* _Work request_: Every record below is to be restated word for word.

* _Extracted entries_:
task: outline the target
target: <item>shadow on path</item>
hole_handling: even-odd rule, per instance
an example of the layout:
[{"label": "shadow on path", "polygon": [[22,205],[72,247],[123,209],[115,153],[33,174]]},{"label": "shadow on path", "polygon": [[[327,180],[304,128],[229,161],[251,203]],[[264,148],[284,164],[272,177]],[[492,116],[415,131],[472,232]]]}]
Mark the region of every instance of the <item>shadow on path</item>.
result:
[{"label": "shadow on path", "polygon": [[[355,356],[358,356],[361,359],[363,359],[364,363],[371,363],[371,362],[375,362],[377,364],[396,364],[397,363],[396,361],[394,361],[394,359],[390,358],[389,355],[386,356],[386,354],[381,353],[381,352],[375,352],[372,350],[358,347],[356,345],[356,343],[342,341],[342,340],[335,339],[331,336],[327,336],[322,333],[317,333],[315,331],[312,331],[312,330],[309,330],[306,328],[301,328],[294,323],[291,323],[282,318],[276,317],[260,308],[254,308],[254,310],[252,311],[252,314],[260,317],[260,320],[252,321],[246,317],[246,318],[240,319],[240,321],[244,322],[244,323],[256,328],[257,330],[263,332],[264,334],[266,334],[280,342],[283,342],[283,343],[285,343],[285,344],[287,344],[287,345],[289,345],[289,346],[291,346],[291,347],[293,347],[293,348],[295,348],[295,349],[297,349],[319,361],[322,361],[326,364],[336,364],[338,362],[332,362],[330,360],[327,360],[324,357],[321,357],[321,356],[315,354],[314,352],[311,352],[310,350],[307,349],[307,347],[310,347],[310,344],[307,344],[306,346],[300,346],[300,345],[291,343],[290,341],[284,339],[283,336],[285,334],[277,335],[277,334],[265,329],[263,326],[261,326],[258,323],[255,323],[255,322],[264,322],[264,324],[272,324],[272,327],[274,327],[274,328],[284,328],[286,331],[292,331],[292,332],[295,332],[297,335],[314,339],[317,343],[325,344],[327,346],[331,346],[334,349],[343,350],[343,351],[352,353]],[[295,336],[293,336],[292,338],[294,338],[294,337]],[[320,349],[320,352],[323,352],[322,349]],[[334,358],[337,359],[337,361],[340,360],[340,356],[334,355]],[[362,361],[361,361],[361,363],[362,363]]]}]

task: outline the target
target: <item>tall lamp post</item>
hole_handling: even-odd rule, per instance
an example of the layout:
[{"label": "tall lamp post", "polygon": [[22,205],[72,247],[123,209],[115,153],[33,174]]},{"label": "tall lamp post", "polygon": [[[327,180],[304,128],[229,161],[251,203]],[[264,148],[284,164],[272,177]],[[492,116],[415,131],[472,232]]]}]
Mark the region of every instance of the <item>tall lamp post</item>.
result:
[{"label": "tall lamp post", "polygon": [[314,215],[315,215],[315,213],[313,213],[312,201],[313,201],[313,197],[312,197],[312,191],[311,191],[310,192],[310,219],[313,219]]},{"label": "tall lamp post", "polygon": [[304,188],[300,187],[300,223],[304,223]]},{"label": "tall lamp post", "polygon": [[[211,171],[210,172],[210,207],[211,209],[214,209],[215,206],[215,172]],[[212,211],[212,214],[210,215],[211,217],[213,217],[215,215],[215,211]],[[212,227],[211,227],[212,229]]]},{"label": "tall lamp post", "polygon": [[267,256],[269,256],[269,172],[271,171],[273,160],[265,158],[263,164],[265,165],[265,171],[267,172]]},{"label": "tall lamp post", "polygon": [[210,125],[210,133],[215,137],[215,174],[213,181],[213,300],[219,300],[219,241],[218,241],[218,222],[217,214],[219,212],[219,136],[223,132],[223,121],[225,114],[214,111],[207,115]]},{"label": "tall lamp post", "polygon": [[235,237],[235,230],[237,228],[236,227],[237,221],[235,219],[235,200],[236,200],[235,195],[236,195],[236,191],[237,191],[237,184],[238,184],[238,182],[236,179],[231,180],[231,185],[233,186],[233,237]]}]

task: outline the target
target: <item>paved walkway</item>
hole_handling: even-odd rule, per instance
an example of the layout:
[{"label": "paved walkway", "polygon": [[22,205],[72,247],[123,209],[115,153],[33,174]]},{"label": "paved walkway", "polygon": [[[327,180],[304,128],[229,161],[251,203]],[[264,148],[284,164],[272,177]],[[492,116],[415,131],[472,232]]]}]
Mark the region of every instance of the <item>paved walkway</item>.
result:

* _Task output_:
task: outline the target
target: <item>shadow on path</item>
hole_handling: even-odd rule, per instance
an example of the layout:
[{"label": "shadow on path", "polygon": [[22,205],[72,247],[123,209],[115,153],[33,174]]},{"label": "shadow on path", "polygon": [[[327,180],[304,128],[229,161],[251,203]],[[264,148],[284,164],[272,177]],[[492,116],[415,131],[472,232]]]}]
Mark the region of every instance of the <item>shadow on path</item>.
result:
[{"label": "shadow on path", "polygon": [[[355,356],[358,356],[361,359],[363,359],[364,363],[371,363],[371,362],[375,362],[377,364],[396,364],[397,363],[396,361],[394,361],[394,359],[390,358],[389,355],[386,356],[386,354],[381,353],[381,352],[375,352],[372,350],[358,347],[356,345],[356,343],[342,341],[342,340],[335,339],[331,336],[327,336],[322,333],[317,333],[315,331],[312,331],[312,330],[309,330],[306,328],[301,328],[294,323],[291,323],[282,318],[276,317],[260,308],[254,308],[254,310],[252,311],[252,314],[260,317],[260,320],[252,321],[246,317],[246,318],[240,319],[240,321],[244,322],[244,323],[256,328],[257,330],[263,332],[264,334],[266,334],[280,342],[283,342],[283,343],[285,343],[285,344],[287,344],[287,345],[289,345],[289,346],[291,346],[291,347],[293,347],[293,348],[295,348],[295,349],[297,349],[319,361],[322,361],[326,364],[336,364],[338,362],[332,362],[330,360],[327,360],[324,357],[321,357],[321,356],[315,354],[314,352],[311,352],[310,350],[307,349],[307,347],[310,347],[310,344],[307,344],[306,346],[300,346],[300,345],[291,343],[290,341],[284,339],[283,336],[285,334],[277,335],[277,334],[265,329],[263,326],[261,326],[258,323],[255,323],[255,322],[264,322],[264,324],[272,324],[272,327],[274,327],[274,328],[284,328],[286,331],[292,331],[292,332],[295,332],[297,335],[314,339],[317,343],[325,344],[327,346],[331,346],[334,349],[343,350],[343,351],[352,353]],[[295,336],[293,336],[292,338],[294,338],[294,337]],[[320,349],[320,352],[323,352],[322,349]],[[334,358],[337,359],[337,361],[340,360],[340,356],[334,355]],[[362,361],[361,361],[361,363],[362,363]]]}]

task: outline the target
target: <item>tall lamp post</item>
hole_handling: even-odd rule, per instance
an example of the layout:
[{"label": "tall lamp post", "polygon": [[22,205],[72,247],[123,209],[115,153],[33,174]]},{"label": "tall lamp post", "polygon": [[[327,180],[304,128],[229,161],[251,203]],[[264,148],[284,164],[272,177]],[[492,116],[415,131],[472,232]]]}]
Mark the region of every instance of the <item>tall lamp post</item>.
result:
[{"label": "tall lamp post", "polygon": [[314,215],[315,215],[315,213],[313,213],[312,201],[313,201],[313,197],[312,197],[312,191],[311,191],[310,192],[310,219],[313,219]]},{"label": "tall lamp post", "polygon": [[304,188],[300,187],[300,223],[304,223]]},{"label": "tall lamp post", "polygon": [[[211,171],[210,172],[210,207],[211,209],[214,209],[215,206],[215,172]],[[212,211],[212,214],[210,215],[211,217],[213,217],[215,215],[215,211]],[[212,227],[211,227],[212,229]]]},{"label": "tall lamp post", "polygon": [[267,256],[269,256],[269,172],[271,171],[273,160],[265,158],[263,164],[265,165],[265,171],[267,172]]},{"label": "tall lamp post", "polygon": [[210,125],[210,133],[215,137],[215,174],[213,181],[213,300],[219,300],[219,241],[218,241],[218,222],[217,214],[219,212],[219,136],[223,132],[223,121],[225,114],[214,111],[207,115]]},{"label": "tall lamp post", "polygon": [[235,237],[235,230],[237,228],[236,227],[237,221],[235,219],[235,200],[236,200],[235,195],[236,195],[236,191],[237,191],[237,184],[238,184],[238,182],[236,179],[231,180],[231,185],[233,186],[233,237]]}]

task: outline the target
target: <item>paved walkway</item>
hole_handling: even-odd rule, per instance
an example of the layout:
[{"label": "paved walkway", "polygon": [[22,205],[72,247],[123,209],[115,153],[33,174]]},{"label": "paved walkway", "polygon": [[[327,180],[304,128],[229,161],[251,203]],[[264,148],[284,164],[272,177]],[[492,116],[415,131],[472,232]]]}]
Mark the region of every instance of the <item>paved walkway</item>.
result:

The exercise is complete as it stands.